Problem details: The records that follow should be retyped word for word.

-- start --

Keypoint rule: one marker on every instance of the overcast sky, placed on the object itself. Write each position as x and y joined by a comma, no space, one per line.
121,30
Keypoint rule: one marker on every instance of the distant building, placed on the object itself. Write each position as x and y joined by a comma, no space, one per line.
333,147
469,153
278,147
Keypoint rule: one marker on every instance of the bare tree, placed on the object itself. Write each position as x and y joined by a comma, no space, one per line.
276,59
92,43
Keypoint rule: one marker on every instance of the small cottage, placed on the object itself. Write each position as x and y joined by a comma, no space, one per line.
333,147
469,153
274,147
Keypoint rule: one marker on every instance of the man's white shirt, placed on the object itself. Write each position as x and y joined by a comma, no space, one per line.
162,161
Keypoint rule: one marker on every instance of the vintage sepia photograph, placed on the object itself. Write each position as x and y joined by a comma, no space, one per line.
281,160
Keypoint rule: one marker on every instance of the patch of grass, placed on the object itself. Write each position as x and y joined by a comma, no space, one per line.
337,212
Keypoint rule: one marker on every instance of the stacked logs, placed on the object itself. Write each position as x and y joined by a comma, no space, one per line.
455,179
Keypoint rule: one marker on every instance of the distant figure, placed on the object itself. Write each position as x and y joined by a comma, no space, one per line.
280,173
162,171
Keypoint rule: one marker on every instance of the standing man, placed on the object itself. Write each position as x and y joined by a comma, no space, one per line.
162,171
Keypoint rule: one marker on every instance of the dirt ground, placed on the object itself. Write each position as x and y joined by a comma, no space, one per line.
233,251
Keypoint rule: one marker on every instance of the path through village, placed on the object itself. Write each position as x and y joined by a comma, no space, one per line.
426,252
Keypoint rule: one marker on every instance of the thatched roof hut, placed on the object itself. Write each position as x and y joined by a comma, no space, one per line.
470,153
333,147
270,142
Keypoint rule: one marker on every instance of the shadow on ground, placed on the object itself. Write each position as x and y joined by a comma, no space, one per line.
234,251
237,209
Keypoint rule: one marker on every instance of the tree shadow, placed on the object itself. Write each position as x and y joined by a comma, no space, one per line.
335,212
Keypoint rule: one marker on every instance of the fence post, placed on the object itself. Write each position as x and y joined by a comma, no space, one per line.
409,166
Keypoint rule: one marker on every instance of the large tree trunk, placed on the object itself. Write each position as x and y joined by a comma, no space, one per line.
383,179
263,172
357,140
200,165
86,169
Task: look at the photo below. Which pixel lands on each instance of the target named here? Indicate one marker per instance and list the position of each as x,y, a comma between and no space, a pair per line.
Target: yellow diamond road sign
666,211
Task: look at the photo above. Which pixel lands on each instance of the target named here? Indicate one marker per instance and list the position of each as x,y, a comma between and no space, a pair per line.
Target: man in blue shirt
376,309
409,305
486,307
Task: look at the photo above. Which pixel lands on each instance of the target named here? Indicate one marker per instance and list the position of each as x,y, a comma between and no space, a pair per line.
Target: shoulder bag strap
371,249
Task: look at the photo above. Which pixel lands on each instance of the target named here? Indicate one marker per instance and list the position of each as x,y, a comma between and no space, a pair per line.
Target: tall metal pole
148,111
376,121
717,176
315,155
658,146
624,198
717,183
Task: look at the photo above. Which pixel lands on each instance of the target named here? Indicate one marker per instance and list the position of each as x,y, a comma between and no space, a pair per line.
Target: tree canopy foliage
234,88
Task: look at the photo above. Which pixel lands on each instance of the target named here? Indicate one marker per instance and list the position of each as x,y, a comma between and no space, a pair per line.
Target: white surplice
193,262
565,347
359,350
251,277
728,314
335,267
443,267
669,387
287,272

-- end --

Completed exercise:
Keypoint rule: one marker on every instance of the overcast sky, placed on the object itself. Write each position as x and y joined by a comma, no space, one per line.
121,30
Keypoint rule: one marker on every instance of the distant building, placed on the object itself. Write each position as x and y joined by a comma, no space, one per line.
333,147
469,153
278,147
Keypoint rule: one marker on every instance of the bare tree, placed on the object itself. Write each position as x and y joined by a comma, no space, one per line.
276,59
92,43
Keypoint rule: one marker on every instance of the small cottage, placed on the object itself. Write each position as x and y joined by a comma, no space, one per line.
333,147
469,153
274,147
Keypoint rule: one marker on every instance of the man's white shirt, placed on the object itself. Write each position as x and y joined by a comma, no space, one per line.
162,161
Keypoint rule: one marker on every instance of the vintage sepia photograph, placed on the object itself. Write each position as x and y joined by a comma, no space, one per line.
281,160
Keypoint rule: one marker on every instance of the patch of grass, placed on the object itself. Write each position as x and y joined by a comma, no space, one per line.
337,212
Keypoint rule: one marker on every instance of the stacked logs, placed on the object itself. Write each position as x and y joined by a comma, no space, one per line.
455,179
Keypoint rule: one marker on every instance of the distant figure, placed on the object itself. Write each position as x and y joined by a comma, no space, one per line.
280,173
162,171
Keypoint rule: one marker on every instance of the standing man, placed on the object itself. Write each position as x and y joined by a comma, no space, one per line.
162,171
Keypoint rule: one marker on every instance of the dirt ground, placed on the object itself. Write each position as x and y joined by a comma, no space, one per line.
233,251
Keypoint rule: one marker on every instance of the path through village, placed on the object itself. Write each position as x and y joined by a comma, no space, one per line.
426,252
Keypoint rule: one marker on every instance of the thatched roof hut, placed on the object itself. Write each position as x and y joined by a comma, no space, one per line.
470,153
333,147
270,142
Keypoint rule: one marker on every instance of the shadow on ground, placed on the object itself. Write each position as x and y joined by a comma, no space, one per line.
234,251
237,209
Keypoint rule: one marker on every instance of the tree shadow, placed on the object itself. Write each position as x and y joined by a comma, no space, one per line.
335,212
Keypoint rule: one marker on every instance of the fence post, placed on the object itself. Write each position as x and y joined by a comma, no space, one per line.
409,166
Keypoint rule: one marker on every instance of the large tree trunk, placed on the object itself. Write each position as x and y joined by a comma, no space, one per line.
383,179
263,172
357,140
200,165
86,169
Task: look at the photo below. Which pixel lands on each instance of the target named here? Indicate one marker per instance and list the position of each as x,y, a comma between and no space, a pair per line.
Target: yellow diamond road sign
666,211
Task: look at the photo above. Which pixel lands on each instance of the target named here? Indicate one marker per instance and list the position of each as x,y, a comma between and no space, a pair per line.
Target: man in blue shirt
376,309
409,305
486,307
Task: look at the photo above. Which pixel lands on each instance of the target named here? Indicate one marker per instance and list the position of each as x,y, a comma between and no space, a pair per line.
Target: shoulder bag strap
371,249
Task: look at the photo above. Which pixel lands on each instance of the target named here? Indicate one marker per instance and list the position of each as x,y, a comma between and no space, a pair per line.
Target: tall metal pole
148,111
376,121
717,176
315,155
658,146
624,198
717,183
Task: look at the photo above. Which pixel lands on each instance of the target named here? Indicate one marker per instance and list the position of each as x,y, a comma between and no space, a pair per line.
Target: tree canopy foliage
234,88
Task: look at the photo above. Which pixel lands on each instance of the target named here? Indicate one marker per instance and list the position of each as x,y, a comma between and no space, a pair per line.
Target: white surplice
193,262
565,347
359,350
251,277
728,314
335,267
443,267
669,387
287,272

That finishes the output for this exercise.